BEGIN Supplied passage

There are those who advocate the nuclear option: Blow up the system of public schools and privatize using government vouchers or even tax credits. I do not support this option. I firmly believe that this will lead to a Balkanization of America. It may happen, but not with my support.

And then there are those who, while pandering for increased funding and additional federally-connected programs, cannot offer any substantive reform ideas. It is analogous to tacking shiny chrome on a rusting Studebaker. I do not support this approach, either.

Our system of public education, though necessary and even essential to our survival as a nation, is in serious need of revamping. Indeed, the barn is burning. For those of us who have dedicated our entire adult lives to the teaching profession, it is a painful sight to see. Worse, some align according to general right-left political stances, making any form of compromise virtually impossible.

END Supplied passage

**Assignment 1:**
Reproduce word for word the stretch of the school reform text from "Our system of" through "compromise virtually impossible.".
**Assignment 2:**
Carry the school reform text forward, starting right after its last sentence.
The entries that follow have nothing to do with the school reform text.

BEGIN Recorded data

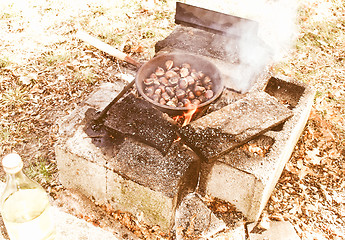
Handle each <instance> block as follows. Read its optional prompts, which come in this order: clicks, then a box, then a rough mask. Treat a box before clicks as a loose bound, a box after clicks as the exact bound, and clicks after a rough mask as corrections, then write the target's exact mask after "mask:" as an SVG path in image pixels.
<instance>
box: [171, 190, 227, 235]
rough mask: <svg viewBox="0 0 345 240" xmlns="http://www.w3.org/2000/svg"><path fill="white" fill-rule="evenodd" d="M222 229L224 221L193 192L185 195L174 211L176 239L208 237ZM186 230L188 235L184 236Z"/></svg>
mask: <svg viewBox="0 0 345 240" xmlns="http://www.w3.org/2000/svg"><path fill="white" fill-rule="evenodd" d="M224 229H226V224H225V223H224V221H222V220H221V219H218V218H217V217H216V216H215V215H214V214H213V213H212V211H211V210H210V209H209V208H207V206H206V204H205V203H204V202H203V201H202V200H201V199H200V198H199V197H198V196H197V194H195V193H193V194H189V195H187V196H186V197H185V198H184V199H183V200H182V202H181V205H180V206H179V208H178V209H177V211H176V219H175V231H176V238H177V239H186V238H187V237H190V238H191V239H192V238H193V237H195V238H202V239H209V238H210V237H211V236H213V235H215V234H216V233H218V232H220V231H222V230H224ZM188 231H189V232H190V236H186V234H187V233H188Z"/></svg>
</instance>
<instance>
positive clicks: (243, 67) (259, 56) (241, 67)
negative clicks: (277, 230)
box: [222, 0, 298, 92]
mask: <svg viewBox="0 0 345 240" xmlns="http://www.w3.org/2000/svg"><path fill="white" fill-rule="evenodd" d="M222 2H225V0H224V1H222ZM226 5H227V7H228V8H227V9H226V7H225V6H224V5H223V11H222V12H225V13H227V14H231V15H234V16H238V17H242V18H247V19H250V20H254V21H256V22H257V23H258V31H253V29H252V25H251V23H248V22H246V21H241V22H239V23H238V24H236V25H234V26H232V27H231V28H230V29H229V34H234V33H240V36H239V38H238V41H237V52H238V55H239V64H237V65H236V66H233V67H232V69H231V72H232V75H231V76H232V79H231V81H232V83H231V85H235V87H236V89H237V90H240V91H241V92H246V91H248V90H249V89H250V87H251V86H252V84H253V82H254V81H255V80H254V79H255V77H256V76H257V75H258V74H260V73H261V72H262V71H263V70H264V69H265V67H267V66H268V65H269V64H271V63H273V62H277V61H279V60H281V59H282V58H283V57H284V56H286V54H287V53H288V51H289V50H291V47H292V44H293V42H294V39H295V37H296V33H297V27H296V26H297V25H296V15H297V7H298V6H297V1H296V0H242V1H237V2H236V3H231V1H230V2H228V3H226ZM224 8H225V9H224ZM232 43H233V41H232ZM226 50H228V52H229V53H230V52H233V46H232V45H229V46H228V49H226Z"/></svg>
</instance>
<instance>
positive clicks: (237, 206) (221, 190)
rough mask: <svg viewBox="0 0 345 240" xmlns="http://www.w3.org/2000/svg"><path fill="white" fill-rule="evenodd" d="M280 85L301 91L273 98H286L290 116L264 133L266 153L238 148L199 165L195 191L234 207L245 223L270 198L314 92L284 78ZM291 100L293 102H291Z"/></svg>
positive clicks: (253, 89)
mask: <svg viewBox="0 0 345 240" xmlns="http://www.w3.org/2000/svg"><path fill="white" fill-rule="evenodd" d="M269 81H272V78H269V79H267V78H266V80H265V79H264V78H263V79H262V80H261V81H260V82H258V84H257V85H256V89H253V92H255V91H258V90H265V88H266V86H269V84H268V82H269ZM281 82H283V83H284V84H287V83H289V84H291V85H295V86H296V88H298V86H299V87H300V88H303V89H304V91H303V94H302V95H300V94H301V91H297V92H296V91H291V89H290V90H287V89H286V91H283V92H281V94H280V96H279V95H276V96H275V97H276V98H277V100H278V101H279V102H287V101H286V99H290V101H288V102H287V103H288V104H287V105H288V107H289V108H290V109H292V112H293V116H292V117H291V118H290V119H288V120H287V121H286V122H285V123H284V125H282V126H280V127H279V128H275V129H272V130H271V131H268V132H266V133H265V137H266V138H271V140H270V142H271V143H270V144H269V148H268V150H267V152H265V153H264V154H263V155H262V156H261V155H260V154H258V153H253V151H252V152H251V151H250V150H248V149H247V150H244V149H243V146H242V147H240V148H235V149H234V150H233V151H231V152H229V153H227V154H225V155H224V156H222V157H221V158H218V159H217V160H216V161H215V162H214V163H211V164H207V163H203V164H202V167H201V177H200V179H201V180H200V184H199V186H200V187H199V192H200V193H201V194H206V195H210V196H213V197H217V198H220V199H222V200H225V201H228V202H230V203H232V204H234V205H235V206H236V208H237V209H238V210H240V211H242V213H243V214H244V216H245V217H246V218H247V219H248V220H249V221H256V220H257V219H258V218H259V216H260V214H261V212H262V210H263V209H264V207H265V205H266V203H267V201H268V199H269V197H270V196H271V193H272V191H273V189H274V187H275V185H276V183H277V181H278V179H279V177H280V175H281V173H282V171H283V169H284V166H285V164H286V162H287V161H288V160H289V158H290V156H291V154H292V152H293V149H294V147H295V145H296V143H297V141H298V139H299V137H300V135H301V133H302V131H303V129H304V126H305V124H306V122H307V120H308V116H309V113H310V109H311V106H312V104H313V100H314V94H315V91H314V90H313V89H311V88H310V87H308V86H307V85H305V84H303V83H300V82H296V81H294V80H292V79H286V78H285V79H284V80H282V81H281ZM278 83H279V82H278ZM278 87H279V86H278ZM282 87H284V86H282ZM292 89H293V88H292ZM283 93H284V94H285V95H294V94H296V93H297V94H299V95H300V98H299V99H296V98H294V97H292V96H287V97H286V96H284V94H283ZM292 99H294V100H293V101H291V100H292ZM253 141H254V140H253ZM248 144H249V145H248V146H247V147H252V146H254V148H255V147H256V145H257V143H255V141H254V142H250V143H248ZM259 146H260V145H259Z"/></svg>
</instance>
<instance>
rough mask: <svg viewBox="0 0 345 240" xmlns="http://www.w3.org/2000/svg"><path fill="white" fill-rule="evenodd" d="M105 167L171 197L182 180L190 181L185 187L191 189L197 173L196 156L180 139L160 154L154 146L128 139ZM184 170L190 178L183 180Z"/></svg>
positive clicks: (197, 172) (196, 158)
mask: <svg viewBox="0 0 345 240" xmlns="http://www.w3.org/2000/svg"><path fill="white" fill-rule="evenodd" d="M107 166H108V167H109V168H110V169H112V170H113V171H115V172H117V173H119V174H121V175H122V176H124V177H125V178H127V179H131V180H132V181H134V182H136V183H138V184H141V185H143V186H147V187H149V188H151V189H152V190H154V191H159V192H162V193H164V194H165V195H167V196H169V197H173V198H174V197H176V196H177V195H178V194H179V191H180V190H181V188H182V186H181V183H183V182H186V183H187V182H188V183H189V184H191V185H190V186H187V185H186V186H184V187H187V188H189V189H191V190H194V189H195V187H196V184H197V181H198V176H199V158H198V157H197V156H196V155H195V154H194V153H193V152H192V151H191V150H190V149H188V148H186V147H184V146H183V145H182V144H181V143H180V142H176V143H174V144H173V145H172V147H171V148H170V150H169V152H168V153H167V154H166V155H165V156H163V155H162V154H161V153H160V152H159V151H158V150H157V149H155V148H153V147H150V146H148V145H146V144H144V143H140V142H138V141H135V140H134V139H132V138H127V139H126V140H125V141H124V143H122V144H121V147H120V150H119V152H118V153H117V155H116V157H114V158H112V159H110V160H109V161H108V165H107ZM187 173H188V175H189V176H188V178H190V181H188V180H186V181H183V179H184V178H185V177H187V176H186V174H187Z"/></svg>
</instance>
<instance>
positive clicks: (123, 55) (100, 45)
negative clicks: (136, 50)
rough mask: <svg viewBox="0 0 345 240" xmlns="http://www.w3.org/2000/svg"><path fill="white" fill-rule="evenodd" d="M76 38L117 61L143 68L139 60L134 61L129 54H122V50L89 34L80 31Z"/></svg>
mask: <svg viewBox="0 0 345 240" xmlns="http://www.w3.org/2000/svg"><path fill="white" fill-rule="evenodd" d="M76 37H77V38H79V39H80V40H83V41H84V42H86V43H88V44H90V45H91V46H93V47H95V48H98V49H99V50H101V51H103V52H105V53H107V54H109V55H111V56H113V57H116V58H117V59H120V60H122V61H126V62H128V63H130V64H132V65H134V66H136V67H138V68H140V67H141V65H142V64H141V63H140V62H138V61H137V60H135V59H133V58H132V57H131V56H129V55H128V54H126V53H124V52H121V51H120V50H118V49H116V48H114V47H112V46H110V45H109V44H106V43H105V42H102V41H101V40H99V39H97V38H95V37H92V36H91V35H89V34H88V33H86V32H84V31H78V32H77V33H76Z"/></svg>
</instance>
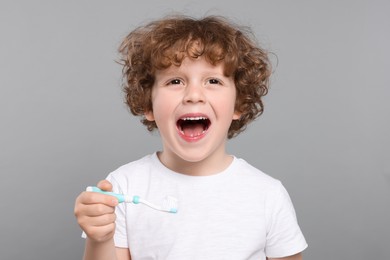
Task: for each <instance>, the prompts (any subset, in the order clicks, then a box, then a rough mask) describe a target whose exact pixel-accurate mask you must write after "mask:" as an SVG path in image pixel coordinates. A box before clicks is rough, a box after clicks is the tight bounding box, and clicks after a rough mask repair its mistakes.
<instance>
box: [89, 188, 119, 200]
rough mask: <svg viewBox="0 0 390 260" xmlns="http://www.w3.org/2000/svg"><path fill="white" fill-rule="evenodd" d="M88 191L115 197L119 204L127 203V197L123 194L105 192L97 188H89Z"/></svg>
mask: <svg viewBox="0 0 390 260" xmlns="http://www.w3.org/2000/svg"><path fill="white" fill-rule="evenodd" d="M86 191H92V192H99V193H101V194H106V195H110V196H114V197H115V198H117V199H118V202H119V203H122V202H125V201H126V197H125V195H123V194H118V193H115V192H111V191H104V190H101V189H99V188H98V187H96V186H88V187H87V189H86Z"/></svg>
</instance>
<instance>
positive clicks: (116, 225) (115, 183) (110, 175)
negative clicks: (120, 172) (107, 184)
mask: <svg viewBox="0 0 390 260" xmlns="http://www.w3.org/2000/svg"><path fill="white" fill-rule="evenodd" d="M106 179H107V180H108V181H109V182H111V184H112V186H113V188H112V190H113V192H116V193H121V194H122V193H123V189H122V188H121V187H120V185H119V182H118V181H117V180H116V179H115V178H114V176H113V175H112V174H109V175H108V176H107V178H106ZM115 215H116V221H115V235H114V243H115V246H116V247H122V248H128V247H129V245H128V241H127V228H126V227H127V225H126V203H120V204H118V205H117V206H116V208H115Z"/></svg>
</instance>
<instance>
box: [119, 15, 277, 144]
mask: <svg viewBox="0 0 390 260" xmlns="http://www.w3.org/2000/svg"><path fill="white" fill-rule="evenodd" d="M119 54H120V55H121V59H120V64H122V65H123V70H122V73H123V79H124V80H123V90H124V92H125V95H126V104H127V105H128V106H129V108H130V111H131V113H132V114H133V115H136V116H141V117H142V119H141V121H142V123H143V124H144V125H146V126H147V128H148V130H149V131H152V130H153V129H155V128H157V125H156V123H155V122H154V121H148V120H147V119H146V118H145V116H144V114H145V113H146V112H149V111H152V101H151V93H152V87H153V84H154V81H155V76H154V75H155V72H156V70H162V69H166V68H168V67H170V66H171V65H175V66H180V64H181V62H182V61H183V59H184V58H186V57H189V58H197V57H200V56H202V57H204V58H205V59H206V60H207V61H208V62H210V63H211V64H213V65H216V64H217V63H219V62H223V64H224V74H225V75H226V76H229V77H230V76H231V77H232V78H233V79H234V83H235V86H236V104H235V109H236V111H237V112H240V113H241V117H240V119H238V120H233V121H232V123H231V125H230V128H229V131H228V138H232V137H234V136H236V135H238V134H239V133H240V132H242V131H243V130H244V129H245V128H246V126H247V125H248V124H249V123H250V122H252V121H253V120H255V119H256V118H257V117H258V116H260V115H261V114H262V113H263V110H264V105H263V101H262V97H263V96H264V95H266V94H267V92H268V87H269V77H270V75H271V64H270V62H269V59H268V54H267V52H266V51H265V50H264V49H262V48H260V47H259V46H258V45H257V42H256V40H255V38H254V37H253V35H252V33H251V31H250V30H249V29H248V28H247V27H239V26H237V25H235V24H233V23H232V22H231V21H228V20H227V19H226V18H224V17H220V16H207V17H204V18H202V19H195V18H191V17H187V16H169V17H165V18H163V19H161V20H157V21H154V22H150V23H149V24H147V25H145V26H141V27H138V28H136V29H135V30H134V31H132V32H130V33H129V34H128V35H127V36H126V37H125V39H124V40H123V42H122V43H121V45H120V47H119Z"/></svg>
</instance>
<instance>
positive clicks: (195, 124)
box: [182, 123, 203, 137]
mask: <svg viewBox="0 0 390 260" xmlns="http://www.w3.org/2000/svg"><path fill="white" fill-rule="evenodd" d="M182 130H183V132H184V135H185V136H190V137H192V136H198V135H201V134H202V132H203V124H197V123H192V124H185V125H183V126H182Z"/></svg>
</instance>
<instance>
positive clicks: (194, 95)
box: [183, 84, 206, 103]
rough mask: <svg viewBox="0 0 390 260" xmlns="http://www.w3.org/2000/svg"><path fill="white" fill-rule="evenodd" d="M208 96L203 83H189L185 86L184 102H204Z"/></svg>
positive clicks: (203, 102)
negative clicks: (207, 95)
mask: <svg viewBox="0 0 390 260" xmlns="http://www.w3.org/2000/svg"><path fill="white" fill-rule="evenodd" d="M205 101H206V96H205V93H204V87H203V86H202V85H201V84H188V85H187V86H186V88H185V92H184V97H183V103H199V102H201V103H204V102H205Z"/></svg>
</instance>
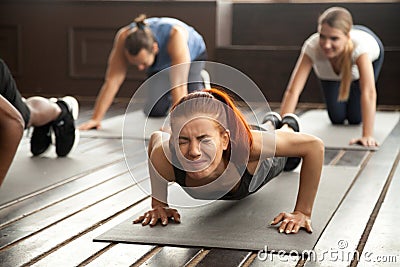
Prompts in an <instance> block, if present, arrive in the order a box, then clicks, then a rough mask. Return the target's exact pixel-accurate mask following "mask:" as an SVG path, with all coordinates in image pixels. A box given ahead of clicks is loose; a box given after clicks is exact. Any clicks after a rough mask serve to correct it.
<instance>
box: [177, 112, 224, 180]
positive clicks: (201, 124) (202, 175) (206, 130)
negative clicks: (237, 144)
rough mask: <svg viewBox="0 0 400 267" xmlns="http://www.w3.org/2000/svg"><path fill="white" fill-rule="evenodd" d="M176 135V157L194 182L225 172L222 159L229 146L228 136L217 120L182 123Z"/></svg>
mask: <svg viewBox="0 0 400 267" xmlns="http://www.w3.org/2000/svg"><path fill="white" fill-rule="evenodd" d="M180 125H182V127H179V128H181V130H180V131H179V133H177V137H176V138H177V142H178V144H177V145H178V147H179V152H180V153H179V152H178V150H177V157H178V160H179V162H180V163H181V165H182V167H183V169H184V170H185V171H186V173H187V175H188V176H189V177H190V178H192V179H196V180H198V179H202V178H209V177H210V176H215V175H216V174H218V173H219V172H221V170H222V171H223V170H224V169H225V163H224V160H223V158H222V155H223V152H224V150H226V149H227V148H228V145H229V133H228V132H227V131H226V130H224V129H223V127H222V126H220V125H219V124H218V123H217V122H216V121H215V120H214V119H212V118H208V117H205V116H201V117H195V118H192V119H190V120H187V119H186V122H183V123H181V124H180Z"/></svg>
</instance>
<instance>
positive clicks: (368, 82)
mask: <svg viewBox="0 0 400 267" xmlns="http://www.w3.org/2000/svg"><path fill="white" fill-rule="evenodd" d="M356 64H357V66H358V70H359V72H360V92H361V115H362V123H363V130H362V137H361V138H354V139H352V140H351V141H350V144H355V143H361V144H362V145H363V146H378V143H377V142H376V140H375V139H374V137H373V135H374V121H375V111H376V88H375V78H374V69H373V67H372V63H371V60H370V59H369V57H368V54H366V53H365V54H362V55H361V56H359V57H358V59H357V61H356Z"/></svg>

END Recorded data

**Written reply 1:**
Our system of public education, though necessary and even essential to our survival as a nation, is in serious need of revamping. Indeed, the barn is burning. For those of us who have dedicated our entire adult lives to the teaching profession, it is a painful sight to see. Worse, some align according to general right-left political stances, making any form of compromise virtually impossible.

**Written reply 2:**
Something needs to be done, and a new public education system might run the gamut from the Phoenix rising from the ashes to Dr. Frankenstein’s monster. However, the barn is burning down. It is time to temporarily cherish the memories and rebuild.

Del Hansen is a four-decade veteran of the teaching profession, having taught math and physics at the secondary level, post-secondary math methods, and working as a high school administrator. Though currently retired, he continues to work with the private Golden Apple Foundation as an evaluator for their teacher of the year award and teaches music history to senior citizens.